Problem requirements: Return every line of the data below that contains the word "grass".

Supplied material:

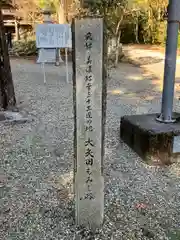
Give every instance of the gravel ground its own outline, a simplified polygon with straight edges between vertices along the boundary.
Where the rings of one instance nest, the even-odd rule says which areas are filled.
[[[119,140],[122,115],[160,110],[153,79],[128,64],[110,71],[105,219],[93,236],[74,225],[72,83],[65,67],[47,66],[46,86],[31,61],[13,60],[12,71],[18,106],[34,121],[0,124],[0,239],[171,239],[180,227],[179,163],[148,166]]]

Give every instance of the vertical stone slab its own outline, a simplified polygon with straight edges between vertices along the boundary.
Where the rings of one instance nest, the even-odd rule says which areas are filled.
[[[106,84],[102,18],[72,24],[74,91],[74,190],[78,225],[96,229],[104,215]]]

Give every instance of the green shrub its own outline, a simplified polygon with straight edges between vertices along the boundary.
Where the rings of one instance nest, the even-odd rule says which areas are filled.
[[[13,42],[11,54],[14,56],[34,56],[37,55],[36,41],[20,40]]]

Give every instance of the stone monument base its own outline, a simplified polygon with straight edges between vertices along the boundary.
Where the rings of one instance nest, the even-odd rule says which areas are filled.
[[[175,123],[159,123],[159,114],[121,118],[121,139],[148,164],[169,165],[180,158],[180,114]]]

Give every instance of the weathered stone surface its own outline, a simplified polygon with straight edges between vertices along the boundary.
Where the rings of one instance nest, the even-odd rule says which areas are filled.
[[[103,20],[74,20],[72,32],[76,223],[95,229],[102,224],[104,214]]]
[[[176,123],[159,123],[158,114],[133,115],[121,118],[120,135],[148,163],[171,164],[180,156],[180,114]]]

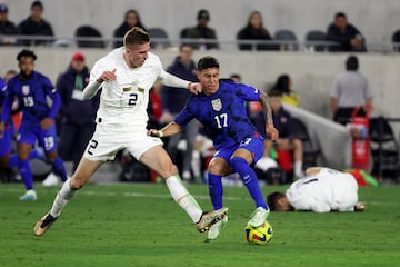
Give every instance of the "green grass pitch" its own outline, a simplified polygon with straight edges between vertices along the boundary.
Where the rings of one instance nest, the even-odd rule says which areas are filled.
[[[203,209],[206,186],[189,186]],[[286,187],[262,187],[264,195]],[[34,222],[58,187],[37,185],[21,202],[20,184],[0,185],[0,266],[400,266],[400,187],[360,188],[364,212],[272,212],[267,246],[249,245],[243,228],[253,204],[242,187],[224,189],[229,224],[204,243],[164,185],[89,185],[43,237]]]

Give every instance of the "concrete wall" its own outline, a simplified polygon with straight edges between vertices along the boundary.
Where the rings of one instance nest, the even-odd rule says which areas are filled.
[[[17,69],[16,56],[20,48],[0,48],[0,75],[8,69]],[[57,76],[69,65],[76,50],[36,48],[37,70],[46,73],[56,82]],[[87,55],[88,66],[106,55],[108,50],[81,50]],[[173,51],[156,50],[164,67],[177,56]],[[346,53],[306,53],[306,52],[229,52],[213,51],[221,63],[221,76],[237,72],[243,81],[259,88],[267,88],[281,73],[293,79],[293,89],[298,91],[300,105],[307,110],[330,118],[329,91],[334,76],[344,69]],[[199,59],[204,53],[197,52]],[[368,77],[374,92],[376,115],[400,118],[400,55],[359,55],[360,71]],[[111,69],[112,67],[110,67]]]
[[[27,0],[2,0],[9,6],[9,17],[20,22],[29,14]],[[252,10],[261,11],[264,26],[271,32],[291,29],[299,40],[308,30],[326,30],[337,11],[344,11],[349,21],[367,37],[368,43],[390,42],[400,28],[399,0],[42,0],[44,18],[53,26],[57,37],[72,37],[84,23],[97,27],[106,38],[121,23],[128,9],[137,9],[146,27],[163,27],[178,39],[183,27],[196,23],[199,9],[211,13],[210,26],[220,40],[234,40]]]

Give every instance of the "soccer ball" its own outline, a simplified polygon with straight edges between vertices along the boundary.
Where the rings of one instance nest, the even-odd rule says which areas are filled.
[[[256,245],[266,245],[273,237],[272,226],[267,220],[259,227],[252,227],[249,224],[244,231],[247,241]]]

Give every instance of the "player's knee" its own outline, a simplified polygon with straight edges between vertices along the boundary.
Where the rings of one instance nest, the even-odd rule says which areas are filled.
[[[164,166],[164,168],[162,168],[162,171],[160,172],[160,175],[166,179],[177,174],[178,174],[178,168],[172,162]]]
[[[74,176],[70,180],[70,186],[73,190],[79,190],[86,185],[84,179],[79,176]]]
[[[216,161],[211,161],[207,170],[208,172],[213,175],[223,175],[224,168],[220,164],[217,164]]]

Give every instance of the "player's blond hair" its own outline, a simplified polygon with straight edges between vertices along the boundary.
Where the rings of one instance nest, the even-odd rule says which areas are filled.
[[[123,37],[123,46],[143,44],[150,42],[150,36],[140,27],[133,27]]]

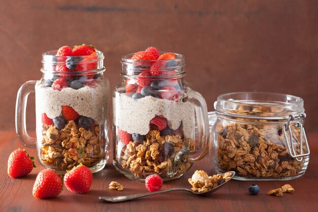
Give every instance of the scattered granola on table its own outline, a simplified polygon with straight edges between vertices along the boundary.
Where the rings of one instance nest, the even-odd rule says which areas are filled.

--

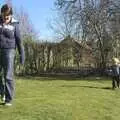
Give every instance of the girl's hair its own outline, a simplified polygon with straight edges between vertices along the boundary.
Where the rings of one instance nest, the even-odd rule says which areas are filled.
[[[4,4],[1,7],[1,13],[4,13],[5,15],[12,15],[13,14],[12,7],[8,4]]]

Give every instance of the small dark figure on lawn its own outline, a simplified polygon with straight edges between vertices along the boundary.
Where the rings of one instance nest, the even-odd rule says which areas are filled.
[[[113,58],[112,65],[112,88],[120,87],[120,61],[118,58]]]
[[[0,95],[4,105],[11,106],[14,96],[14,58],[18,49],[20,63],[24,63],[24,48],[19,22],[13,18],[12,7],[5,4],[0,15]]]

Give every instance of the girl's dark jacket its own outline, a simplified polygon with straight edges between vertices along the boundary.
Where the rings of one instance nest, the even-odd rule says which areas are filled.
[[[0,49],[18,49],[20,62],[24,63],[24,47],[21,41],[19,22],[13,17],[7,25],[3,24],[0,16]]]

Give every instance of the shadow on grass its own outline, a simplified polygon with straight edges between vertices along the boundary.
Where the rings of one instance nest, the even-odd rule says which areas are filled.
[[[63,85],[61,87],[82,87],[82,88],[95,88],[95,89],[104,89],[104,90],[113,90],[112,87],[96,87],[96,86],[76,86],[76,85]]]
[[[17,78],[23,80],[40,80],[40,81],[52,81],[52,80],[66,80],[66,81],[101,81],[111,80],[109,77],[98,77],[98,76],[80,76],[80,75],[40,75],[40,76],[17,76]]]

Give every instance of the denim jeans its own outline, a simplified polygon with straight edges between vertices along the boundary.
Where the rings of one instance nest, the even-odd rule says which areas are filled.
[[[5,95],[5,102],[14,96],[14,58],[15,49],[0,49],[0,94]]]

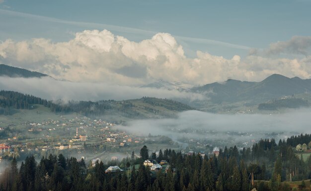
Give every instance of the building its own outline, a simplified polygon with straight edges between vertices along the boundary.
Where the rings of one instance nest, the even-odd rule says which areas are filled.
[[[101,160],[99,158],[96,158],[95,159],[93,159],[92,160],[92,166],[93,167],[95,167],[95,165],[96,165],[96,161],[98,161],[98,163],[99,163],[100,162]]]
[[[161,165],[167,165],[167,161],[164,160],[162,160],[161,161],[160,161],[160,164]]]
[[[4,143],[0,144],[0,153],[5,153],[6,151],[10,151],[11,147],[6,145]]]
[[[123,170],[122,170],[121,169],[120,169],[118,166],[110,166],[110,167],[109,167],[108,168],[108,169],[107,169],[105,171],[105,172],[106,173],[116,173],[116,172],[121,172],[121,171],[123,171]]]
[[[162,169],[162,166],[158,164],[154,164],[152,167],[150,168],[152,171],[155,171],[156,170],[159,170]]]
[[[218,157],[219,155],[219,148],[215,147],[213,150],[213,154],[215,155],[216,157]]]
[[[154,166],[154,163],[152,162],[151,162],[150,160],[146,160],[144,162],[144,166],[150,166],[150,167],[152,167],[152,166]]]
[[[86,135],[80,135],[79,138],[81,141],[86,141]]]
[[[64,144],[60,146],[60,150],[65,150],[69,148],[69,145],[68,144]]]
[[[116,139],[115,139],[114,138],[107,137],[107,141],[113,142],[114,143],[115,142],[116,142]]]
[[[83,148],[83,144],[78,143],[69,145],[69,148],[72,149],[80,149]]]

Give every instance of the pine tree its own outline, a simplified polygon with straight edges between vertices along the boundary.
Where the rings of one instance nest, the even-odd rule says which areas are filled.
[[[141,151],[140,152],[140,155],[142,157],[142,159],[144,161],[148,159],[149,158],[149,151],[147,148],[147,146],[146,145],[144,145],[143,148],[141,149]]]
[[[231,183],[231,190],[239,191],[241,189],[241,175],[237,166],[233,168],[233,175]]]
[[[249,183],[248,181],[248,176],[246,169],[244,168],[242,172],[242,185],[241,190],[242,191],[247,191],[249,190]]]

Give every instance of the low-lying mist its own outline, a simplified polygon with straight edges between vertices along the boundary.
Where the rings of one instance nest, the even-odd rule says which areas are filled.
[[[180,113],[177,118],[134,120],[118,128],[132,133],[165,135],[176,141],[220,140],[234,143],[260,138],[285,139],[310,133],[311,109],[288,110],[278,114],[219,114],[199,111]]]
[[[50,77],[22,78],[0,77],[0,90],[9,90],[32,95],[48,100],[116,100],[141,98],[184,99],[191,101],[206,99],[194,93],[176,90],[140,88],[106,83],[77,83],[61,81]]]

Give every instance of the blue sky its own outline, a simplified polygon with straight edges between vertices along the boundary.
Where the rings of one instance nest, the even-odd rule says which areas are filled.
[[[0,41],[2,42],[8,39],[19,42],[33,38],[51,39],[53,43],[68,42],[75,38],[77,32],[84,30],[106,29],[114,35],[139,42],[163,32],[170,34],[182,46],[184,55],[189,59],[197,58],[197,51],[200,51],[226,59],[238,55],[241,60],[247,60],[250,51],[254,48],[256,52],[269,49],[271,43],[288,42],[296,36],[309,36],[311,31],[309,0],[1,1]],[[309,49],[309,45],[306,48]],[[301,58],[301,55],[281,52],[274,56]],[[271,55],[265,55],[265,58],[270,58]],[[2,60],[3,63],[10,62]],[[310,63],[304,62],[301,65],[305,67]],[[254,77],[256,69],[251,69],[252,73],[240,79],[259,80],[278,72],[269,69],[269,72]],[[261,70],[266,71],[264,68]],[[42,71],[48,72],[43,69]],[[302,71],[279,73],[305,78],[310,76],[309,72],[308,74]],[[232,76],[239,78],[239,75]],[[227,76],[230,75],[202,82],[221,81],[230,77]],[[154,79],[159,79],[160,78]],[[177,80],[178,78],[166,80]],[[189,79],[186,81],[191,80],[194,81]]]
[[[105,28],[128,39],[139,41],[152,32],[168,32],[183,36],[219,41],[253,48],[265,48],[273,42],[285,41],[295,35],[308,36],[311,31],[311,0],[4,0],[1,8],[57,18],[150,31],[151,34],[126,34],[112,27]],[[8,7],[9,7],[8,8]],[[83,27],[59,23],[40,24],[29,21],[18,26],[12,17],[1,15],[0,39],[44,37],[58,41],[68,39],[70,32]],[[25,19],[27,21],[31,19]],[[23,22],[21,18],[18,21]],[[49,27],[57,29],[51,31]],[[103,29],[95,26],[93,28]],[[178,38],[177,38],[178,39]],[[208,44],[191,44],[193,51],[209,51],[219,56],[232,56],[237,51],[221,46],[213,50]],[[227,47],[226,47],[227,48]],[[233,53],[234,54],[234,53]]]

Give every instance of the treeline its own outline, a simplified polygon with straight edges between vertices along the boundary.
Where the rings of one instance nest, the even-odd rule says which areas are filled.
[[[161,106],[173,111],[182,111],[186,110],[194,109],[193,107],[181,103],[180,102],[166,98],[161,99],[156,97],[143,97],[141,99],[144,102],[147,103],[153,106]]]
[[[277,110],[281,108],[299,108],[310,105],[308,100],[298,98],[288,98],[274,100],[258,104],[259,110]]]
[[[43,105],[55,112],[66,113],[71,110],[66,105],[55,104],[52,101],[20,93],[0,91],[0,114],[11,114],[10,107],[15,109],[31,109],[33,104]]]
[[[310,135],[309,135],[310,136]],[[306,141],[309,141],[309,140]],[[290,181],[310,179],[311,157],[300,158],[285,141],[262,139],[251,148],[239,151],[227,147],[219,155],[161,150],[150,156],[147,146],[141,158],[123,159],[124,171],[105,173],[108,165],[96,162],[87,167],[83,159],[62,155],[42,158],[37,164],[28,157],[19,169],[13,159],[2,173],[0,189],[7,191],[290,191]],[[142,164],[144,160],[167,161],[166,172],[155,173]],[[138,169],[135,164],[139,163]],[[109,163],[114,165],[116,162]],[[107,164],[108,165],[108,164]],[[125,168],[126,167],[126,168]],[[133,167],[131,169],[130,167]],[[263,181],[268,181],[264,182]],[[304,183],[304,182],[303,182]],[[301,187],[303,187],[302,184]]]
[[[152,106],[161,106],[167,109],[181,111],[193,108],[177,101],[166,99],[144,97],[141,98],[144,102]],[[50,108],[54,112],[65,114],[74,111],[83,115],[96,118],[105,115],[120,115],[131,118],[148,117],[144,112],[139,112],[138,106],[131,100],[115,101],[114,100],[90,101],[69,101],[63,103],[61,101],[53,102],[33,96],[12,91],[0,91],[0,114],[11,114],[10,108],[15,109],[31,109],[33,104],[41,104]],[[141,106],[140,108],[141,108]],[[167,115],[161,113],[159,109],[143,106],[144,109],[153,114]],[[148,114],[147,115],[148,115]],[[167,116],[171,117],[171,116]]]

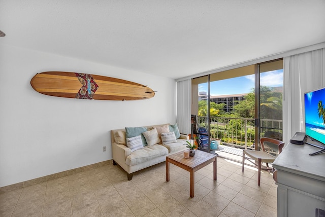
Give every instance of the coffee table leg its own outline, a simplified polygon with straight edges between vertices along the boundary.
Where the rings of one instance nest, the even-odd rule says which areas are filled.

Full output:
Give every instance of the "green grass pitch" its own outline, a simplified polygon with straight edges between vertices along the boundary.
Give every instance of the shadow on grass its own outline, a simplified polygon with straight edges between vertices along the boundary.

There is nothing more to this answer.